• **Goal of the exercise**
Copy the interview transcript below word for word, from "He walks in" to "just sat there.".

• **Excerpted passage**
◇ ◇ ◇

She also has those big eyes, big Betty Davis eyes, you know.
And she says a lot with them.
And, you know, she nailed.
the audition, you know, because I flew to London with West
to audition her, and she was the top contender.
And I do remember that, you know, we were doing a scene
and then we finished and I locked eyes with her.
And she locked eyes with me and she didn't blink.
And then we went on.
And then I remember telling Wes, you know,
I think that's exactly what Zaja needs.
You know, he needs that.
And I think that's what he would.
recognize in his daughter that she would be strong enough to be the one that would carry the
torch of the family fortune, whatever.
And that strength was extremely prepared, never complained.
We had long hours, you know.
Yeah, she's a talent.
She's really good.
Right future ahead.
And the entire cast, I mean, you mentioned Benedict Cumberbatch and Michael, Sarah.
Yeah.
Scarlett Johansson is in it.
I don't want to give away too much
because some of them are just such beautiful Easter eggs.
I'm just going to say Hanks and Cranston
and a basketball game.
I'm just going to, I'll leave it there.
People have to watch to know.
But how fun to play with that group of actors.
Oh, yeah.
I mean, I'm a fan.
You know, I think that as I became an actor,
I started, my first, I was a fan before I became an actor.
So working with Tom Hanks and,
And, you know, Brian Cranston right there, you know, Tom Hanks is like legend, you know.
Jimmy Stewart of our generation, of our, you know, of our times, you know, it's like, yeah, legend, you know.
So it was really nice to see him.
And also very nice to see how generous, you know, these actors are.
Right.
You know, Brian Cranston as well, you know, just generous and willing to be there and help you out to be the best you can be.
says a lot about West too
I guess that they're willing to
actors of that caliber just drop in for a couple of days
right and some of them
drop in for just a cameo that doesn't even say anything
I mean if Marie Abrams is sitting right there
you know
Bill Murray
Bill Murray I mean come on
it doesn't get better than that
I have a funny story about Bill Murray
so he plays God in the film
you've seen it and there's these dream
sequences and so he shows
up, I've never, I thought I've seen it all, but I've never seen an actor walk in with his own soundtrack.
Oh.
He walks in with a boombox, but Bluetooth nowadays, cranking, I think it was Eric Clapton.
And he walks on the set with that hairdo.
And he's just saying hello to people.
And I'm going, wow, I thought I saw everything, but I've never seen this.
And he's cranking it.
And from the corner of the set, Wes yells, Bill! Bill!
Classical music only! Classical music only!
Bill goes like this, and it goes into Beethoven or Bartok or whatever.
I just sat there.
It was really like...
That's incredible.
It's one of those things that you go just go like, okay, I'll never forget that.
Right, and that's Bill Murray, so he gets, he can pull that off.
Yeah.
And for a visual for people watching, he's...
dressed as God in a robe, the beard, the hair, the whole thing with the boombox.
That's perfect, isn't it?
Yes.

◇ ◇ ◇

• **Data**
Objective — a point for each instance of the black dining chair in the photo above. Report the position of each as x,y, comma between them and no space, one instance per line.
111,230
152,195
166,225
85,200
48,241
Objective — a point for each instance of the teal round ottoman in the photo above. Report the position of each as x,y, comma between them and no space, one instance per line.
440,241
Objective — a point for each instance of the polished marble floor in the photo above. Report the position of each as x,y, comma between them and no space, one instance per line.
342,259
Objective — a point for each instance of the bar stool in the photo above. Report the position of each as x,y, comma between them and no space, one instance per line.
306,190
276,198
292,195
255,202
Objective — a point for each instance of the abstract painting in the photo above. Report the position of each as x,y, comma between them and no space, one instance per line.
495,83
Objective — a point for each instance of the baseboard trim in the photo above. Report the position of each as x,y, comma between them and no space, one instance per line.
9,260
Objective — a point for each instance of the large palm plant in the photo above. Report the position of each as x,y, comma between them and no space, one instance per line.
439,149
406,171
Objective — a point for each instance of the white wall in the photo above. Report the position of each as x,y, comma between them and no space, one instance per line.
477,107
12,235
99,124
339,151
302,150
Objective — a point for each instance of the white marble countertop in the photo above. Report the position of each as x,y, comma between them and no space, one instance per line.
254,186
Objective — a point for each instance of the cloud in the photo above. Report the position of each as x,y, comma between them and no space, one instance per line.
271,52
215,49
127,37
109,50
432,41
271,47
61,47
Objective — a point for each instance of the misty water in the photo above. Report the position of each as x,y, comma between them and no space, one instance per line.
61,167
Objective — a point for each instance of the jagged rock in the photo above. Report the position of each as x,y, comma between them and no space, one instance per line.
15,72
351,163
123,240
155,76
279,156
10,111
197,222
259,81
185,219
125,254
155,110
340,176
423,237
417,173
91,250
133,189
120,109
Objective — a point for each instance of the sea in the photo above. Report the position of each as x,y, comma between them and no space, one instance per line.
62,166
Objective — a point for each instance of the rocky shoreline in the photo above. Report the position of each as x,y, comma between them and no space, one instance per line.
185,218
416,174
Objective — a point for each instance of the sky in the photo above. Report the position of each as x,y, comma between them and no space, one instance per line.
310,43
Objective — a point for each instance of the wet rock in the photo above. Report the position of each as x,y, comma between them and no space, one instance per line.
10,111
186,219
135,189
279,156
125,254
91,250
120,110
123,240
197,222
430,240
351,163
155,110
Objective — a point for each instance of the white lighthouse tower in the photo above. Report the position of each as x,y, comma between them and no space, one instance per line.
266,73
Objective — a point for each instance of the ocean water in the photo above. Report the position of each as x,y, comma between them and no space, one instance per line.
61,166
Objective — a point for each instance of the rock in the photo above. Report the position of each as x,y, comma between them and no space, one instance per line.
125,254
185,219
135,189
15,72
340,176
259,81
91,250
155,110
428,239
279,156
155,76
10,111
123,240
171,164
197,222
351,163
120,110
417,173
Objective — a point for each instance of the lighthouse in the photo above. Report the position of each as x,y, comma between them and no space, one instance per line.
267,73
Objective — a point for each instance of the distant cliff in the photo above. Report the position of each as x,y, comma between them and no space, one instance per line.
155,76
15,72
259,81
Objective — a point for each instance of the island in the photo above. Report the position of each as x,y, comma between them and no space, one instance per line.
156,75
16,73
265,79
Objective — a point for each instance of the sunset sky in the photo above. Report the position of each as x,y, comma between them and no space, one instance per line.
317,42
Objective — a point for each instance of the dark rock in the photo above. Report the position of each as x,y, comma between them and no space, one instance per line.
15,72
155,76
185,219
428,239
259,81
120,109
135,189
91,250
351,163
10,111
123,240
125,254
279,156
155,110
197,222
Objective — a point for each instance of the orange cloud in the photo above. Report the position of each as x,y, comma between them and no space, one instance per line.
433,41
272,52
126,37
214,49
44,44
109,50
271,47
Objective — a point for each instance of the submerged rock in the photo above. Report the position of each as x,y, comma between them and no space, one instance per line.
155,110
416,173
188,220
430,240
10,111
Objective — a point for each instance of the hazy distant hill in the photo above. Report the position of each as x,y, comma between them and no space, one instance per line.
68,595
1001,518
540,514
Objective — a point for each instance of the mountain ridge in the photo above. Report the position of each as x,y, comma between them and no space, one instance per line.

◇ ◇ ◇

• **Response for this exercise**
He walks in with a boombox, but Bluetooth nowadays, cranking, I think it was Eric Clapton.
And he walks on the set with that hairdo.
And he's just saying hello to people.
And I'm going, wow, I thought I saw everything, but I've never seen this.
And he's cranking it.
And from the corner of the set, Wes yells, Bill! Bill!
Classical music only! Classical music only!
Bill goes like this, and it goes into Beethoven or Bartok or whatever.
I just sat there.